**Exercise details:** From the data below, copy exactly the lines that lie between the one holding "like [(326, 260)]" and the one holding "like [(69, 254)]", including both, and nothing more.

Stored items
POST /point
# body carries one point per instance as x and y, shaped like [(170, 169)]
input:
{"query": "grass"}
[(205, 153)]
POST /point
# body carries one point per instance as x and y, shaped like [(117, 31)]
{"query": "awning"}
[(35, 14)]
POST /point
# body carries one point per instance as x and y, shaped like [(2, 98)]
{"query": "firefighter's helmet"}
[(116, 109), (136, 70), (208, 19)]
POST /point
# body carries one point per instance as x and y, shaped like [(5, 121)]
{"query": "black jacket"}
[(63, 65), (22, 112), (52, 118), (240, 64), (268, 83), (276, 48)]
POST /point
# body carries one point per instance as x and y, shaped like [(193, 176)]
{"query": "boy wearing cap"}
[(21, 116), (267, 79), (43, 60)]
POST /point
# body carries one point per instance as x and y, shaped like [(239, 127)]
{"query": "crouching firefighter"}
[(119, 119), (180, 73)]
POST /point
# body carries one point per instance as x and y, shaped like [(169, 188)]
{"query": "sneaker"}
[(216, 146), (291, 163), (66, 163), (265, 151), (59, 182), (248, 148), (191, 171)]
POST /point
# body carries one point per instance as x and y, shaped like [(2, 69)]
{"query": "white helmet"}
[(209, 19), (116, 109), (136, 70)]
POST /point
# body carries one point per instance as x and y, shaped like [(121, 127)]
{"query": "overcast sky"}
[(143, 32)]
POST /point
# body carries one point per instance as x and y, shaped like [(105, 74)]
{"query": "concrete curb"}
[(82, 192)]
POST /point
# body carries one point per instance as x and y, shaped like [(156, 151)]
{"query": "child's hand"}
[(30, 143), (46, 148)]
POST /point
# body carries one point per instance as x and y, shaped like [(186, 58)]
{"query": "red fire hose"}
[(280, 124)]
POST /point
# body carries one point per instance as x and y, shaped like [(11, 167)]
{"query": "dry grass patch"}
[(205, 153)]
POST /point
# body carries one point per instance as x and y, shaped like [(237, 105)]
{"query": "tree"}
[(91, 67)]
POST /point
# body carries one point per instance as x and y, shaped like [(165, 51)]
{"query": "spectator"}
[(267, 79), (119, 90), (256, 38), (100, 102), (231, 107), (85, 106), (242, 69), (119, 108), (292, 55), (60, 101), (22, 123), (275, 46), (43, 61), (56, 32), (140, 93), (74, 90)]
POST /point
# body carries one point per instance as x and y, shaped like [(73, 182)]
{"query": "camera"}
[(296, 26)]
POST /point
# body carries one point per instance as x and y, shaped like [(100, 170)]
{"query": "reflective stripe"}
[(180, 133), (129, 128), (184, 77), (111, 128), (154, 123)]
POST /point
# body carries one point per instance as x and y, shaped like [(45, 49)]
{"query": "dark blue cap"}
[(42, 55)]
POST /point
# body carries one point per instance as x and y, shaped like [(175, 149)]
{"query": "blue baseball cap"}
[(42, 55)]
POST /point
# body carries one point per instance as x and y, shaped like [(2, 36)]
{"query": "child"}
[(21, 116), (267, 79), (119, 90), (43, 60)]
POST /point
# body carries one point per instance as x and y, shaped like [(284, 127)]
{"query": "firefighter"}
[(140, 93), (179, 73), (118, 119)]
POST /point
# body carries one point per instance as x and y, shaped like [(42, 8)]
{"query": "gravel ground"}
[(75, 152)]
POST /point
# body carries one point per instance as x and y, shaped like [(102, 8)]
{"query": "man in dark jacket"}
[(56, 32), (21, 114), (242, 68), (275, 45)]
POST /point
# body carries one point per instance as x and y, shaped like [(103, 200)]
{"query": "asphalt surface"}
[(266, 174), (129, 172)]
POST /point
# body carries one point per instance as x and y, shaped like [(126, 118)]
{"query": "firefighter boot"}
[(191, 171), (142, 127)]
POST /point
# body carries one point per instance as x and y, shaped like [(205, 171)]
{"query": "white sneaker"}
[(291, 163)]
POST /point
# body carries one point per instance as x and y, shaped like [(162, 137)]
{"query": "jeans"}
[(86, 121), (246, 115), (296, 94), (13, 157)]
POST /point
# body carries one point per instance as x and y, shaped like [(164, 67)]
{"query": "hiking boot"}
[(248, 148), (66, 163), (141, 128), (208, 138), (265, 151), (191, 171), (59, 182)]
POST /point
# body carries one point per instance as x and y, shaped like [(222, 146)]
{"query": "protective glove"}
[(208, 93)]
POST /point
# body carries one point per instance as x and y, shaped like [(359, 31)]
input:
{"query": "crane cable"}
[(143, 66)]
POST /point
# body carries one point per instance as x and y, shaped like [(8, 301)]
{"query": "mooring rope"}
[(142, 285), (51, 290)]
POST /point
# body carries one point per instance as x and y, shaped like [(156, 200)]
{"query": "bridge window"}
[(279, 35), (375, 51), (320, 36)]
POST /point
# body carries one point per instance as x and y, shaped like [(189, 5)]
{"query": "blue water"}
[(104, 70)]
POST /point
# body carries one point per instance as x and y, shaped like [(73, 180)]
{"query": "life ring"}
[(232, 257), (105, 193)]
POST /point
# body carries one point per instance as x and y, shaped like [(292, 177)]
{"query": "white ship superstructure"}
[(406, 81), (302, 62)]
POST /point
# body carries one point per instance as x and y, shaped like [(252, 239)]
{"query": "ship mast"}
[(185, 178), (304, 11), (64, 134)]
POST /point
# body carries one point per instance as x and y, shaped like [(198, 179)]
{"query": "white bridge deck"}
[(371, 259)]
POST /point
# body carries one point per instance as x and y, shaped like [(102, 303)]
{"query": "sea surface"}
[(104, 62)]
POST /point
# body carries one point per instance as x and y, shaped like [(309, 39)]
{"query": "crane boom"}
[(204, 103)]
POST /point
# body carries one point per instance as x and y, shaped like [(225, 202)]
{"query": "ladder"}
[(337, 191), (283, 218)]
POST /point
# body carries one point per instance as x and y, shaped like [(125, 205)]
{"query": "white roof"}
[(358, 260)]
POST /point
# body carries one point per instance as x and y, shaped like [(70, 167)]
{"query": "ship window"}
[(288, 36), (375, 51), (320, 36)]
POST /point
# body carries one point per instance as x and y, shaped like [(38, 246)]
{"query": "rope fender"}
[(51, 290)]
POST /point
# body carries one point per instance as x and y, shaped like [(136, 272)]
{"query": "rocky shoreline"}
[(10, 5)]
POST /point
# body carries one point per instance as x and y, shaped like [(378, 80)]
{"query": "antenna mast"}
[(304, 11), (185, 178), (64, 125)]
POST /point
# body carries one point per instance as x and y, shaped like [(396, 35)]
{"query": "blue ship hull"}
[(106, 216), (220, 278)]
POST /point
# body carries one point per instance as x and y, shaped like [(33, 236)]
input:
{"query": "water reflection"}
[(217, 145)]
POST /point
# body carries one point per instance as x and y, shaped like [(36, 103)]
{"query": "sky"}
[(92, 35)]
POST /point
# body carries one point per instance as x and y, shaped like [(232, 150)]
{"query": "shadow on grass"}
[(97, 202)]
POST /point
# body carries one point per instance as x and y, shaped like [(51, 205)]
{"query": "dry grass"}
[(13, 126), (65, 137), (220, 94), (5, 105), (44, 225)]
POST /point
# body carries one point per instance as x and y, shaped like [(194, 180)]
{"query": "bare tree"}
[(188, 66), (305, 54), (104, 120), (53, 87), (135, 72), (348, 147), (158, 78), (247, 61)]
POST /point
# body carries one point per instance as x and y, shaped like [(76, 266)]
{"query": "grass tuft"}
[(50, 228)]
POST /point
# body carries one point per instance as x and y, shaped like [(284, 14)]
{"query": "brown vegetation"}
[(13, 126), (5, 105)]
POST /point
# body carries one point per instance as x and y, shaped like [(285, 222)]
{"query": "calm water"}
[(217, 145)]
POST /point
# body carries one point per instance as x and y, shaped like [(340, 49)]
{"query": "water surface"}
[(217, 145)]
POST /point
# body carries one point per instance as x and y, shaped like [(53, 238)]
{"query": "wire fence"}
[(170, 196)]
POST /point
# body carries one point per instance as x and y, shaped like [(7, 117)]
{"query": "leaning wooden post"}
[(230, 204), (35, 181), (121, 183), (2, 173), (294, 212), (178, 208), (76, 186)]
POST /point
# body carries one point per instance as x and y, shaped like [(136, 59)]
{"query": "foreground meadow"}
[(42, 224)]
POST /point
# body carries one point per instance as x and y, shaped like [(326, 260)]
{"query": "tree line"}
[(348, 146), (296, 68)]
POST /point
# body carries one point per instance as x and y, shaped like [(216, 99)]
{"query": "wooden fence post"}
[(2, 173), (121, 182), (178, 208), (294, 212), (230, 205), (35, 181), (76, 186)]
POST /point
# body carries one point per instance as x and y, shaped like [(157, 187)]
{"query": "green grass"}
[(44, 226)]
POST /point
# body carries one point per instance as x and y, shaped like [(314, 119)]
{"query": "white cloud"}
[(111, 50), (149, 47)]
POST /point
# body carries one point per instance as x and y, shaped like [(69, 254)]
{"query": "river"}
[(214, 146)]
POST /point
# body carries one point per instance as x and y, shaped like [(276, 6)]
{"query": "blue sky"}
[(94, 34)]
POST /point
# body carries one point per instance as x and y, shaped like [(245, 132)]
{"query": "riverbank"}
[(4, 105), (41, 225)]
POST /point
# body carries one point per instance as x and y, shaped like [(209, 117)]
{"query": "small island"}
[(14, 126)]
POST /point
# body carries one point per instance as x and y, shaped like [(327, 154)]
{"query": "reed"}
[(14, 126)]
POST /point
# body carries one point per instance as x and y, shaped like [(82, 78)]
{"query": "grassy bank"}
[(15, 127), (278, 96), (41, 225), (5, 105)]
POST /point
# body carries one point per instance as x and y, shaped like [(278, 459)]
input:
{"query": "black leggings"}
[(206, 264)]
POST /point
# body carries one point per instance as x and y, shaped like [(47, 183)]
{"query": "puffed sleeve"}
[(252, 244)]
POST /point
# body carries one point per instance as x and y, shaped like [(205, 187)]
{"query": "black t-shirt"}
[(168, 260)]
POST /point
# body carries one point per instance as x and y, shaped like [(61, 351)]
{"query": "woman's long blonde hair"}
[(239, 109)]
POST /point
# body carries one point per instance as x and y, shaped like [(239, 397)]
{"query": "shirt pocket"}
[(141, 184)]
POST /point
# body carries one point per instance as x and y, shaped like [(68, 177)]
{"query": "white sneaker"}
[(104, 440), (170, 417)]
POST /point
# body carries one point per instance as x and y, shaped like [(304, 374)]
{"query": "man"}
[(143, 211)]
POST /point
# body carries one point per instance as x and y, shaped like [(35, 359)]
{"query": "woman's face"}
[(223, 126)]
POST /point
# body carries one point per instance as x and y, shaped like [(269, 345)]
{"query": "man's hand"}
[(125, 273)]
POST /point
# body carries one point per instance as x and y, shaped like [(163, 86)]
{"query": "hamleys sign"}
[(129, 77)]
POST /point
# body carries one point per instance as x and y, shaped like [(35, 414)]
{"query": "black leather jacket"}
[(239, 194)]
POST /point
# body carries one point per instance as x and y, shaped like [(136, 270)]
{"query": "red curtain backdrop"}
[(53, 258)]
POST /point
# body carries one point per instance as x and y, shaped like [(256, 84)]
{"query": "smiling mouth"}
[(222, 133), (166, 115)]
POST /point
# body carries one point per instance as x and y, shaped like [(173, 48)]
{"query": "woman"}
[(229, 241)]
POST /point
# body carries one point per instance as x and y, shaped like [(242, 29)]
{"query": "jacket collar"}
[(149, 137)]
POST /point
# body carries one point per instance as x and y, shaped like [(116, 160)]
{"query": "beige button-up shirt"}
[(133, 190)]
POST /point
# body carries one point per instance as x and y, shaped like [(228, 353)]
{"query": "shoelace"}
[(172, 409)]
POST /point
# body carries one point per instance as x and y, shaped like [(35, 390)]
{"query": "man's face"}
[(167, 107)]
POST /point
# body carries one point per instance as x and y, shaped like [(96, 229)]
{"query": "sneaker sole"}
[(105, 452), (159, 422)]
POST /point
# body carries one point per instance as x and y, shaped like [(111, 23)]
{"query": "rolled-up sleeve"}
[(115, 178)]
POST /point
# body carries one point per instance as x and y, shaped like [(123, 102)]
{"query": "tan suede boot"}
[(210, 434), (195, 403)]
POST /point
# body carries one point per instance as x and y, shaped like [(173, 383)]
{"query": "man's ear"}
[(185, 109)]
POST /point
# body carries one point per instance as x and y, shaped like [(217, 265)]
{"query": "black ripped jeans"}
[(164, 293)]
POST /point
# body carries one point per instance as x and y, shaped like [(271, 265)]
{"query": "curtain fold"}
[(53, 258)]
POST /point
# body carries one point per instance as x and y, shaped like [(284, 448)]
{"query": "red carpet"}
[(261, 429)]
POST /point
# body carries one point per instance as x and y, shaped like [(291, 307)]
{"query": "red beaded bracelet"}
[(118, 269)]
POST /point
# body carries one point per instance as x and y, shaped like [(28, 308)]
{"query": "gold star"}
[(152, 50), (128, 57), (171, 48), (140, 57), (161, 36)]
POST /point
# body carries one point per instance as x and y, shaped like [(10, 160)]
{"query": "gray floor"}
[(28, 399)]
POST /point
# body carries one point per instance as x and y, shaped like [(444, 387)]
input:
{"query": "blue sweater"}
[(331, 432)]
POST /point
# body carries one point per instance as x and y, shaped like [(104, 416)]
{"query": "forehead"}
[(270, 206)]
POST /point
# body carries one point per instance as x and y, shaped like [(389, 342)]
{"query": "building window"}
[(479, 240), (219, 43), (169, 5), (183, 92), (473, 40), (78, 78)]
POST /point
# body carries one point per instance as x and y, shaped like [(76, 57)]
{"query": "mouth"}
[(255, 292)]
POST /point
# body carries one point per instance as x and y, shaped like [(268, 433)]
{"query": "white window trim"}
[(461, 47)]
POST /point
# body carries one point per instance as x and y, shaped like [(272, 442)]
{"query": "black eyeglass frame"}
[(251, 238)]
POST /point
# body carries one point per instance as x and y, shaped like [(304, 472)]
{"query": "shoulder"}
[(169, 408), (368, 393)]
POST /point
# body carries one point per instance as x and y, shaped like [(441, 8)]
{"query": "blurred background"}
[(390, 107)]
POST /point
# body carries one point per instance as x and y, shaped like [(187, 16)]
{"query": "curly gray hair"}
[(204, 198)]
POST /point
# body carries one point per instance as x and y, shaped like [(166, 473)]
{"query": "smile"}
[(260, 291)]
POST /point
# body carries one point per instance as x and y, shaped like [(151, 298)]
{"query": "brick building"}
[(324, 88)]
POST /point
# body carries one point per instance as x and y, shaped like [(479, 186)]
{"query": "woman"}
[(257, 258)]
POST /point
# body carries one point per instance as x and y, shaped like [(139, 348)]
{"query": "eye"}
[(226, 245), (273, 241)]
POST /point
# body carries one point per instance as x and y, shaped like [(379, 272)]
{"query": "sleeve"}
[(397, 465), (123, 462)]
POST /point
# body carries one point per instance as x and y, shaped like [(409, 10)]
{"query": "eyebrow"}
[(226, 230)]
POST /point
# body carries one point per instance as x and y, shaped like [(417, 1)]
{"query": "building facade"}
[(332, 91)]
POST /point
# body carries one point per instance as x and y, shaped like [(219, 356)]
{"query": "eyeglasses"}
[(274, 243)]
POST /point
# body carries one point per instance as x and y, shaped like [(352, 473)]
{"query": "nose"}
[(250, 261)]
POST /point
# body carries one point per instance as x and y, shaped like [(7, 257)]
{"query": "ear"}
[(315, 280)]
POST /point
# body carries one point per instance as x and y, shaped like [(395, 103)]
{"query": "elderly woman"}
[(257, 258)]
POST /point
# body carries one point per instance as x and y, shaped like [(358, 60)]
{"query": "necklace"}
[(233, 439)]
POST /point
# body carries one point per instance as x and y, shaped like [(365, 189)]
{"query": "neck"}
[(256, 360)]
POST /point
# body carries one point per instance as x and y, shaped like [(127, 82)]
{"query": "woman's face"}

**Exercise response:**
# body carries one point per instance as x and y, shaped like [(326, 260)]
{"query": "tree line"}
[(348, 146), (296, 68)]
POST /point
# body carries one point per instance as x and y, shaped like [(216, 99)]
{"query": "wooden fence post"}
[(2, 173), (121, 182), (178, 208), (294, 212), (230, 205), (35, 181), (76, 186)]
POST /point
# body carries one point per instance as x and y, shaped like [(157, 187)]
{"query": "green grass"}
[(44, 226)]
POST /point
# body carries one point per instance as x and y, shaped like [(314, 119)]
{"query": "white cloud"}
[(111, 50), (149, 47)]
POST /point
# body carries one point per instance as x and y, shaped like [(69, 254)]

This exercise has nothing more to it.